Selected extract:
# Chinese stewed meat sandwich - think bbq pork!



## Hyperion (Jul 24, 2011)

This is a Chinese dish from the north-west that we don't see in America. It's very common around northern part of China as a brunch item.

The traditional selection of meat here is upper pork belly. By that I mean the part of pork belly right next to (or, on) the ribs, which contains more muscles than fat, so is leaner than the part used generally for bacon. The Chinese call it "5 layer meat", or 五花肉。however you can use beef as well, and I would pick the collagen-rich shanks and flank. This recipe is for stewed shank. 

The Stew:

2lb of beef shank meat, bone-less, cut into small chunks
3tbsp of dark soy sauce
1/2 cup of your fav wine
1 onion diced
4 cloves of garlic crushed
1tbsp of chinese five-spice blend
1 small piece of ginger
2tsp of salt

Mix all ingredient together to marinade the meat, for about 20 minutes. Then brown the meat in either a pot or a wok. Add enough hot water just to cover the meat, cover and then simmer for 3 hours.

The bread:
360 grams of AP flour (sorry, use your scale please!)
3/4 cup of warm water
1/2tbsp active dry yeast
1tsp salt
1tsp sugar

Mix water, yeast and sugar together to proof the yeast for 10 minutes.
Measure 300 grams of flour, make a dough with the water/yeast mixture and the salt. This dough will be very wet, so you don't really need to knead it too much. Just make sure the dough is smooth outside. Let rise for 1 hour.
Add the rest of the flour (60 grams) to the dough, knead until smooth (this might sound odd, but it's important to make a "partially leavened" dough so that when cooked, it won't puff up like a pita.
Let the the dough rest for 20 minutes and divide into 8 equal portions.
Heat up your cast iron skillet on medium low.
Take a piece and roll out into a 1/4 inch thick tortilla. When skillet is hot enough (not too hot, because we don't want too much browning on this bun) place the tortilla in it without any greasing. Cover and cook for about 2 minutes and then flip, cover, and cook for another 2 minutes. Again, check the pic below - there's only minimal browning. 
When done, let cook down a little bit and slice open, but leave the two pieces attached.

To assemble:
Take two chunks of meat and a tsp worth of juice, and chop it up! Mix in some chopped jalapeno, chopped cilantro and onion, and place it between the two sheets of bread. Still, leave the bread pieces attached.


----------



## Snip 13 (Jul 25, 2011)

Sounds good


----------

Provided data:
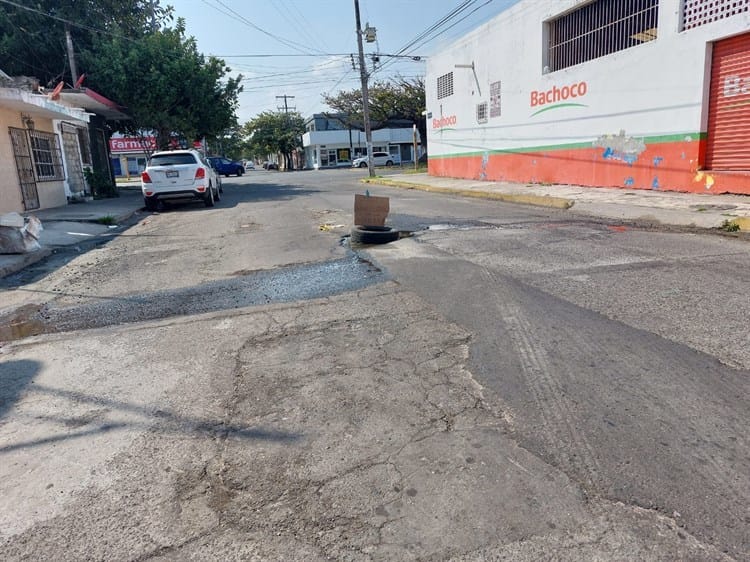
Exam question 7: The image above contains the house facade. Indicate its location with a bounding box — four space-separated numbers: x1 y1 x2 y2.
0 76 90 213
302 114 420 170
426 0 750 194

Written exercise A:
Give every bread ingredient in the sandwich thread, along with its amount.
Written exercise B:
Answer these from the sandwich thread:
(i) How long is the shank simmered after water is added?
(ii) Into how many portions is the rested dough divided?
(iii) What do the Chinese call upper pork belly?
The data above is separate material from the sandwich thread.

Correct output A:
360 grams of AP flour
3/4 cup of warm water
1/2 tbsp active dry yeast
1 tsp salt
1 tsp sugar

Correct output B:
(i) 3 hours.
(ii) 8 equal portions.
(iii) "5 layer meat" (五花肉).